### Übungstext
==============================

# Teichtemperatur?



## Michael H (7. Juni 2013)

Hallo 
Mein Teichwasser hat im Momemt 24 Grad , ist das noch in Ordnung ...?
Als ich noch die kleine Teichwanne hatte und keinen Filter ist mir das gar nicht so aufgefallen . Jetzt mit dem Biosmart Filter schaut man doch schon Öfters mal drauf .
Ich weiß das ein Teich am bessten 3/4 des Tages im Schatten liegen sollte , das bei mir leider nicht der Fall ist . Hatte letzte Woche mir ein Sonnensegel gekauft ( leider ein Grünes , weiß auch nicht was mich da geritten hat ) . Nach 2 Tagen hab ich dann einen Schock bekommen , konnte noch nicht mal in der Sumpfzone ( etwa 30 cm ) den Boden mehr sehn , so drübe war das Wasser.
Hab das Sonnensegel dann wieder abgebaut und nach 2 Tagen war das Wasser wieder klar.
Jetzt weiß ich halt nicht ob es vom Sonnensegel war oder von was anderem .
Bäume will ich jetzt auch nicht unbedingt pflanzen ........


----------



## karlethecat (8. Juni 2013)

*AW: Teichtemperat ...?*

... dann bleibt dir wohl nur ein Sonnensegel in einer anderen Farbe zu kaufen.


----------



## Angie66 (8. Juni 2013)

*AW: Teichtemperat ...?*

Hallo Michael, 

Das liegt doch nicht an der Farbe des Sonnensegels.
Hol dir ein paar Schwimmblattpflanzen, die beschatten auch, aber die müssen natürlich erst w
wachsen. 
Du musst ja keine Bäume Pflanzen, ein schöner Busch tut es vielleicht auch schon.

Liebe Grüße Angie


----------



## Knoblauchkröte (8. Juni 2013)

*AW: Teichtemperat ...?*

Hi Michael,

Pflanzen im Teich haben mit so Temperaturen normalerweise keine Probleme (__ Quellmoos mal ausgenommen), Fische aus schnellfließenden Gewässern (z.B __ Elritze, __ Steinbeißer, __ Gründling, __ Schneider, __ Koppe, __ Bachschmerle) schon, da der Sauerstoffgehalt im warmen Wasser schnell absinkt. Für __ Goldfisch, Koi, __ Rotfeder, __ Rotauge, __ Schleie, __ Aal und andere aus Stillgewässer oder Flüssen unterhalb der Barbenregion ist das aber auch noch kein großes Problem. Da kanns auch schon mal kurzzeitig auf die 30 Grad gehen

MfG Frank


----------



## LotP (8. Juni 2013)

==============================

### Bereitgestelltes Material
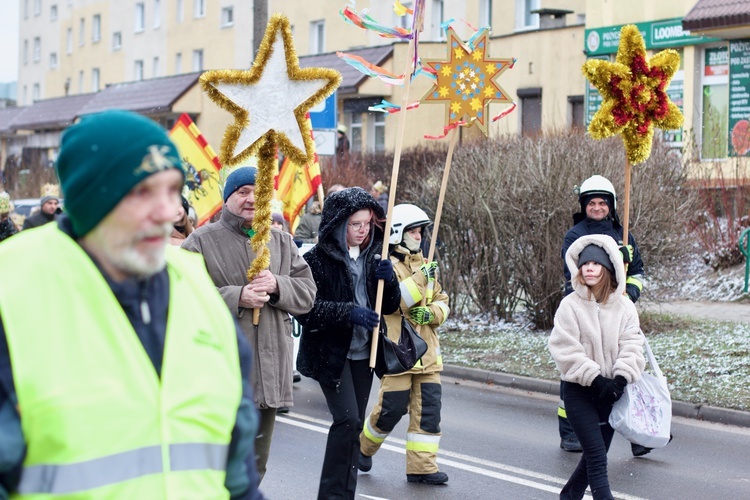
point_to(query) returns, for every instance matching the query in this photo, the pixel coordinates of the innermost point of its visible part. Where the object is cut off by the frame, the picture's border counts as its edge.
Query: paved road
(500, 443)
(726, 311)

==============================

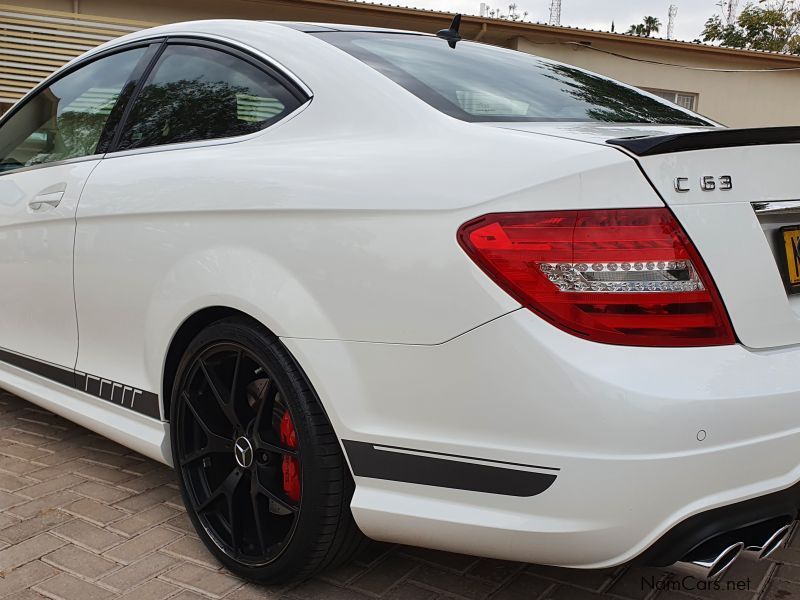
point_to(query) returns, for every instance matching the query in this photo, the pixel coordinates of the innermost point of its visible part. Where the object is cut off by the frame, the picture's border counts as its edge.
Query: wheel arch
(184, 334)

==============================

### Zu beantwortende Fragen
[a] Im Thread zur Teichtemperatur wird ein Sonnensegel abgebaut. Nach wie vielen Tagen war das Wasser danach wieder klar?
[b] Führe den Thread zur Teichtemperatur weiter, beginnend nach der letzten gezeigten Zeile.

### Erwartete Antworten
[a] Nach 2 Tagen.

[b]
*AW: Teichtemperat ...?*

Um Franks(__ Knoblauchkröte) Beitrag noch zu ergänzen:
... allerdings liest man auf dem (Koi-) Futter oft, dass ab 26° und drüber das Füttern eingestellt werden soll. Das sollte noch beachtet werden.


----------



## Michael H (8. Juni 2013)

*AW: Teichtemperat ...?*

Ok Danke das wollte ich wissen , hab also keine größere Probleme zu befürchte . Da bin ich mal wieder etwas Schlauer ..........


----------



## Hagalaz (9. Juni 2013)

*AW: Teichtemperatur?*

Bis in welche Tiefe ist es den so warm? Kann mir nicht vorstellen das diese Temperatur auch noch in einem Meter Tiefe herrscht.


----------



## jolantha (9. Juni 2013)

*AW: Teichtemperatur?*

Darius, geh doch einfach mal in Deinen Teich rein, dann merkste , in welcher tiefe Du kalte Füße 
bekommst !


----------



## Michael H (9. Juni 2013)

*AW: Teichtemperatur?*

Ich seh die Temperatur ja nur am Filter , und der bekommt ja das Wasser von der tiefsten Stelle , deswegen hatte ich ja bedenken .....


----------



## Hagalaz (9. Juni 2013)

*AW: Teichtemperatur?*

Ja genau deswegen habe ich ja gefragt weil bei mir sind nur die obersten 20 cm so warm im unteren bereich sind des ca. 16 Grad.^^


----------



## Michael H (9. Juni 2013)

*AW: Teichtemperatur?*

Hmmm aber meine pumpe ist doch anner tiefsten stelle , die paar sekunden die das wasser im filter ist , dürfte es sich doch nicht großartig aufwärmen ...?
Heute hatte ich auch einen Totesfall , ein schubunkin hats erwischt , hatte ich vor 2 wochen gekauft


----------



## Angie66 (9. Juni 2013)

*AW: Teichtemperatur?*

Hi Michael, 

Wenn du unten das kalte Wasser ansaugst, läuft es doch bestimmt nicht unten wieder rein , sondern irgendwo oben. Oben ist warmes Wasser. 

Durch die Bewegung vermischt sich das kalte Wasser mit dem warmen Oberflächenwasser.
Es wird immer wärmer. 

Liebe Grüße Angie 
.


----------



## Angie66 (9. Juni 2013)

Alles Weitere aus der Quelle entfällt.